▶ [Exercise aim]: Every entry needs to be printed exactly, please.

▶ [Available records]:
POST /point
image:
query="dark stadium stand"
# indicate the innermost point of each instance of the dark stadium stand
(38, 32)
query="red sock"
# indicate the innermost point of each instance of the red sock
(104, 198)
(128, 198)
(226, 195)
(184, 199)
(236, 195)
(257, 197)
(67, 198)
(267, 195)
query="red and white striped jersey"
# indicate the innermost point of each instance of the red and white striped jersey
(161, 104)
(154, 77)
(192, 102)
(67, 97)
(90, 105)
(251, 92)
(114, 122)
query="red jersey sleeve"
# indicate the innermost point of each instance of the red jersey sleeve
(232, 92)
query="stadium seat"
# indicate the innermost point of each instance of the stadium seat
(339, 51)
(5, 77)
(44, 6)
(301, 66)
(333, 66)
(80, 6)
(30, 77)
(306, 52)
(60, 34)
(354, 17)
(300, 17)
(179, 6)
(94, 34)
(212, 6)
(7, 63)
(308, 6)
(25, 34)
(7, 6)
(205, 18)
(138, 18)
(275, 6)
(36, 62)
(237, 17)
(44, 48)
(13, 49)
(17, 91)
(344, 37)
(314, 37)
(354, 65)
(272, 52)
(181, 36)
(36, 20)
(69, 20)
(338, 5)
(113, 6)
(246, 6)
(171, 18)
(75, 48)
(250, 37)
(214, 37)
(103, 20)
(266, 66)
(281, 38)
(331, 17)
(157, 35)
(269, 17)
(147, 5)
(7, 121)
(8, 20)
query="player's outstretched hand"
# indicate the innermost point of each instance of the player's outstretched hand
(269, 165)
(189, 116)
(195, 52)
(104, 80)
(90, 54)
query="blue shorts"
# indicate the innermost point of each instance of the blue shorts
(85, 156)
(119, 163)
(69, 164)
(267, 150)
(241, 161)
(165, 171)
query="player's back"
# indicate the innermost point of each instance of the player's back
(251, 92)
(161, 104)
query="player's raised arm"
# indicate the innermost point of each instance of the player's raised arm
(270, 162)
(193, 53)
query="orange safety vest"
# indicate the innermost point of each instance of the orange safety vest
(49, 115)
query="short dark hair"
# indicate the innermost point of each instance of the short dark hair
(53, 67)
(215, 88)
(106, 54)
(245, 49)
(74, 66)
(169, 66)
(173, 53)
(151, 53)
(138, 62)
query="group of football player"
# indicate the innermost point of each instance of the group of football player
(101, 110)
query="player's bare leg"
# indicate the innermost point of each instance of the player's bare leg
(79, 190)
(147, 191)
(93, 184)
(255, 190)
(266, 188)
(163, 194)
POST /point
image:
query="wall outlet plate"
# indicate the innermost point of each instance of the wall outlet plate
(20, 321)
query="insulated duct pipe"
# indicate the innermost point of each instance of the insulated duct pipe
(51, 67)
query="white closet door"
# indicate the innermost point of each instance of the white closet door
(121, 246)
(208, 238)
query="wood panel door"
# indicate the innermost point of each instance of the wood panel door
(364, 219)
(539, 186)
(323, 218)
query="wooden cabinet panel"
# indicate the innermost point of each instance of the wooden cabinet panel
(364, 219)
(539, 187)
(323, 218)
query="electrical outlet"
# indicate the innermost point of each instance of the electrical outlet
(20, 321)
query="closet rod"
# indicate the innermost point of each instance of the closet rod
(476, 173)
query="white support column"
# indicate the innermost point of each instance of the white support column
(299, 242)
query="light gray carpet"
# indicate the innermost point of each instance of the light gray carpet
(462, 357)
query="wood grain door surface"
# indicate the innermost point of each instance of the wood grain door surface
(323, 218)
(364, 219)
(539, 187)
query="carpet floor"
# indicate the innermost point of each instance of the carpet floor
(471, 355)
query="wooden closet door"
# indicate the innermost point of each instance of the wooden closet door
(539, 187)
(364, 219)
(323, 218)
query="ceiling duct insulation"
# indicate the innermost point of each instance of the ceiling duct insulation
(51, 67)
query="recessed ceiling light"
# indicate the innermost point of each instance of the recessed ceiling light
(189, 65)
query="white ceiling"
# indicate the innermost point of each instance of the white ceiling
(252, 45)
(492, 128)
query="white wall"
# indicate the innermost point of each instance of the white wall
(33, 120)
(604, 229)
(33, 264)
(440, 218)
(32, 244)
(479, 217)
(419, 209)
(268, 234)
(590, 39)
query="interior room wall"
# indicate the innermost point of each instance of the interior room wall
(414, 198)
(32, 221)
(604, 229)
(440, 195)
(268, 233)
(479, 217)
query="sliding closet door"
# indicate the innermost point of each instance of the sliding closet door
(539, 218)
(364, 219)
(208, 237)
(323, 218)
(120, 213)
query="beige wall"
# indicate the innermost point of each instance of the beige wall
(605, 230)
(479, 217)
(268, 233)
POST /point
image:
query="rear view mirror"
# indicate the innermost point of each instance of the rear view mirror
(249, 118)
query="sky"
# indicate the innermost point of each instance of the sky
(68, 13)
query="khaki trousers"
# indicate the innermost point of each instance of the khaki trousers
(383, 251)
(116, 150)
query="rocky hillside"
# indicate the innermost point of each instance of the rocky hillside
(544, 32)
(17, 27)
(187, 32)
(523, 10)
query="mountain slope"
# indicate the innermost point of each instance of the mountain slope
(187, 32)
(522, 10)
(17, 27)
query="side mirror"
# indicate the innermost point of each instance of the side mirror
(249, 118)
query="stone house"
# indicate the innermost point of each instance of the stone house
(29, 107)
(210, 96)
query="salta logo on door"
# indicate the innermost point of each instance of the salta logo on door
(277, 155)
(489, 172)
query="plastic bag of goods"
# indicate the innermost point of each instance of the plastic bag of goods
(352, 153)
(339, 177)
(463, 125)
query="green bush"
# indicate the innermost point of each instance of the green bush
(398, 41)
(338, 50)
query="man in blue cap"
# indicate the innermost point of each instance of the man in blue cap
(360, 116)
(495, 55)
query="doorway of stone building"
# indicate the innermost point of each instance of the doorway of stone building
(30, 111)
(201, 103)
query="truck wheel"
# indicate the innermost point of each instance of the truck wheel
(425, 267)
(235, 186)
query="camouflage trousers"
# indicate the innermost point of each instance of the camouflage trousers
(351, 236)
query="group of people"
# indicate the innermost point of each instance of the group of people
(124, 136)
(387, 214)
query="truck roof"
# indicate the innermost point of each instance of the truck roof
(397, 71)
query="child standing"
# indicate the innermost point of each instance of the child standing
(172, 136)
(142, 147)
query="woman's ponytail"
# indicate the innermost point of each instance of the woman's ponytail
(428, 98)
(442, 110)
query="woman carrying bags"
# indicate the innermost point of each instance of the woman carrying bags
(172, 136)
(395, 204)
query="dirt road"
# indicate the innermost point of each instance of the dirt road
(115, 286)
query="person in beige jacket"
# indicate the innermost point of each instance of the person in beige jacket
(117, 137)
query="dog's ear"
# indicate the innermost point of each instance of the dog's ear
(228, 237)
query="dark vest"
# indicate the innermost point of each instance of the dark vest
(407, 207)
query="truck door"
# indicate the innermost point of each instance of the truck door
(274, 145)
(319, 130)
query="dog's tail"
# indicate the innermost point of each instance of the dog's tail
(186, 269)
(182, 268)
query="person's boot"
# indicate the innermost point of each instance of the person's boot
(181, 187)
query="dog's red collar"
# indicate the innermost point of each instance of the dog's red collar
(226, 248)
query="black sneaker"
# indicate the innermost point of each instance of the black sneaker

▶ [Complete answer]:
POST /point
image:
query="dark stadium stand"
# indicate the innermost point of each instance of the dark stadium stand
(38, 32)
query="red sock"
# indicate the innermost point of each instance of the red sock
(104, 198)
(128, 198)
(226, 195)
(184, 199)
(236, 195)
(257, 197)
(67, 198)
(267, 195)
query="red and white striped jersey"
# indicate the innermost point of each instance of the red and white striped jersey
(161, 104)
(154, 77)
(192, 102)
(67, 97)
(90, 105)
(251, 92)
(114, 122)
query="red jersey sleeve"
# indicate the innermost point of each instance of the red jersey sleeve
(232, 92)
query="stadium seat"
# indicate the innermost point of each instance of the stadium seat
(339, 51)
(5, 77)
(44, 6)
(301, 66)
(333, 66)
(80, 6)
(30, 77)
(306, 52)
(60, 34)
(354, 17)
(300, 17)
(179, 6)
(94, 34)
(212, 6)
(7, 63)
(308, 6)
(25, 34)
(7, 6)
(205, 18)
(138, 18)
(275, 6)
(36, 62)
(237, 17)
(44, 48)
(13, 49)
(17, 91)
(344, 37)
(314, 37)
(354, 65)
(272, 52)
(181, 36)
(36, 20)
(69, 20)
(338, 5)
(113, 6)
(246, 6)
(171, 18)
(75, 48)
(250, 37)
(214, 37)
(103, 20)
(266, 66)
(281, 38)
(331, 17)
(157, 35)
(269, 17)
(147, 5)
(7, 121)
(8, 20)
query="player's outstretched hand"
# indicate the innermost point of each instance of the player's outstretched hand
(269, 165)
(189, 116)
(195, 52)
(104, 80)
(90, 54)
query="blue shorts"
# indicate the innermost point of each instance of the blue shorts
(85, 156)
(119, 163)
(69, 164)
(267, 150)
(241, 161)
(165, 171)
query="player's back"
# indicate the innermost point of each instance of the player's back
(251, 92)
(161, 104)
query="player's raised arm"
# indicate the innermost point of each instance of the player's raised arm
(270, 162)
(193, 53)
query="orange safety vest"
# indicate the innermost point of each instance of the orange safety vest
(49, 115)
query="short dark hair"
# indicate the innermost point of each instance of the short dark hair
(53, 67)
(215, 88)
(106, 54)
(245, 49)
(74, 66)
(169, 66)
(173, 53)
(151, 53)
(138, 62)
query="group of football player"
# indicate the innermost point of each instance of the group of football player
(101, 110)
query="player's bare leg"
# indicate the innermost point of each instance of the player's bare leg
(79, 190)
(147, 191)
(93, 184)
(255, 190)
(266, 188)
(163, 194)
POST /point
image:
query="wall outlet plate"
# indicate the innermost point of each instance of the wall outlet plate
(20, 321)
query="insulated duct pipe"
# indicate the innermost point of each instance of the insulated duct pipe
(51, 67)
query="white closet door"
# indicate the innermost point of each instance of the white closet door
(121, 246)
(208, 238)
query="wood panel door"
# indicate the innermost point of each instance of the wood panel door
(364, 219)
(539, 186)
(323, 218)
query="wooden cabinet panel"
# indicate the innermost point of each instance of the wooden cabinet panel
(364, 219)
(539, 187)
(323, 218)
query="electrical outlet"
# indicate the innermost point of each instance of the electrical outlet
(20, 321)
query="closet rod"
# indicate the innermost point of each instance of the closet rod
(476, 173)
query="white support column"
# indicate the innermost point of each instance of the white support column
(299, 242)
query="light gray carpet"
# indicate the innermost point of each instance of the light gray carpet
(462, 357)
query="wood grain door surface"
# indicate the innermost point of each instance of the wood grain door surface
(323, 218)
(364, 219)
(539, 187)
query="carpet floor"
# indicate the innermost point of each instance of the carpet floor
(471, 355)
query="wooden closet door"
# indicate the innermost point of each instance of the wooden closet door
(539, 187)
(364, 219)
(323, 218)
query="ceiling duct insulation"
# indicate the innermost point of each instance of the ceiling duct insulation
(51, 67)
query="recessed ceiling light"
# indicate the innermost point of each instance of the recessed ceiling light
(189, 65)
query="white ceiling"
# indicate the innermost point of each instance of the white ceiling
(252, 45)
(492, 128)
query="white wall"
# indicate the innermost point of each instance of the white wall
(33, 120)
(604, 229)
(33, 264)
(440, 218)
(32, 244)
(479, 217)
(419, 209)
(268, 234)
(590, 39)
query="interior room wall"
# indicate the innermost point of each instance of the interior room wall
(414, 198)
(32, 221)
(604, 229)
(440, 195)
(268, 233)
(479, 217)
query="sliding closet door"
# indicate the innermost point of each instance of the sliding closet door
(539, 218)
(364, 219)
(208, 237)
(323, 218)
(120, 213)
query="beige wall"
# indicate the innermost point of each instance of the beige wall
(605, 230)
(479, 217)
(268, 233)
POST /point
image:
query="rear view mirror"
# indicate the innermost point of each instance of the rear view mirror
(249, 118)
query="sky"
# indicate the innermost point of each instance of the sky
(68, 13)
query="khaki trousers"
# indicate the innermost point of each instance of the khaki trousers
(383, 251)
(116, 150)
query="rocky hillside"
# indicate the innermost point of each instance of the rocky hillside
(544, 32)
(17, 27)
(187, 32)
(523, 10)
query="mountain slope"
# indicate the innermost point of each instance of the mountain slope
(187, 32)
(522, 10)
(17, 27)
query="side mirror"
# indicate the innermost point of each instance of the side mirror
(249, 118)
query="stone house"
# indicate the innermost point of each instance of the stone house
(29, 107)
(210, 96)
query="salta logo on door"
# indicate the innermost point of each instance of the salta logo on door
(277, 155)
(489, 172)
query="plastic bag of goods"
# indicate the innermost point of each instance of the plastic bag of goods
(352, 153)
(339, 177)
(463, 125)
query="green bush"
# indicate the innermost point of each instance of the green bush
(398, 41)
(338, 50)
query="man in blue cap"
# indicate the innermost point of each instance of the man in blue cap
(360, 116)
(495, 55)
query="doorway of stone building"
# indicate the innermost point of each instance of the doorway of stone building
(30, 111)
(201, 103)
query="truck wheel"
# indicate the innermost point of each instance of the truck wheel
(425, 267)
(235, 186)
query="camouflage trousers"
# indicate the innermost point of each instance of the camouflage trousers
(351, 236)
query="group of people"
# indicate the innermost point of each instance of the group of people
(124, 136)
(387, 214)
query="truck roof"
# indicate the innermost point of each instance of the truck roof
(397, 71)
query="child standing"
# indicate the innermost point of each instance of the child standing
(172, 136)
(142, 147)
query="woman's ponytail"
# indicate the innermost point of each instance of the woman's ponytail
(428, 98)
(442, 110)
query="woman carrying bags"
# indicate the innermost point of each instance of the woman carrying bags
(172, 136)
(395, 204)
query="dirt road"
# indicate the innermost point of each instance of the dirt road
(115, 286)
query="person in beige jacket"
# indicate the innermost point of each instance of the person in beige jacket
(117, 137)
query="dog's ear"
# indicate the innermost point of each instance of the dog's ear
(228, 237)
query="dark vest"
# indicate the innermost point of each instance of the dark vest
(407, 207)
query="truck door"
# indicate the innermost point of each instance of the truck door
(274, 145)
(319, 130)
query="dog's tail"
# indicate the innermost point of each instance of the dog's tail
(186, 269)
(182, 268)
query="person's boot"
# indicate the innermost point of each instance of the person's boot
(181, 187)
query="dog's red collar"
# indicate the innermost point of each instance of the dog's red collar
(226, 248)
query="black sneaker"
# indicate the innermost point of each instance of the black sneaker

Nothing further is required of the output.